(Items listed in a dataset)
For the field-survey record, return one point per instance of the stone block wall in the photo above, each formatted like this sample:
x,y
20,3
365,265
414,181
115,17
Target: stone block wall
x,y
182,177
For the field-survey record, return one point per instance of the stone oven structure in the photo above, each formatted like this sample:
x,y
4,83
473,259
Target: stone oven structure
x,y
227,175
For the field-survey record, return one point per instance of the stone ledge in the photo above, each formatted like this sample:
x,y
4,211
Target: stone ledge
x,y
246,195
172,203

--

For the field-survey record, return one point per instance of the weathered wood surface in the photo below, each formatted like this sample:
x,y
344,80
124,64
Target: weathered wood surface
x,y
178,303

WHAT YOU ARE ASKED TO DO: Search the records for the word "above" and return every line that holds it.

TASK RESPONSE:
For the field-survey record, return one point per instance of the stone block wall in the photo above, each formatted like this sample:
For the field-survey record, return one point per instance of the stone oven structure in the photo above, each formatted like this sample:
For the field-survey record, return one point per instance of the stone ledge in the photo above, each formatted like this sample:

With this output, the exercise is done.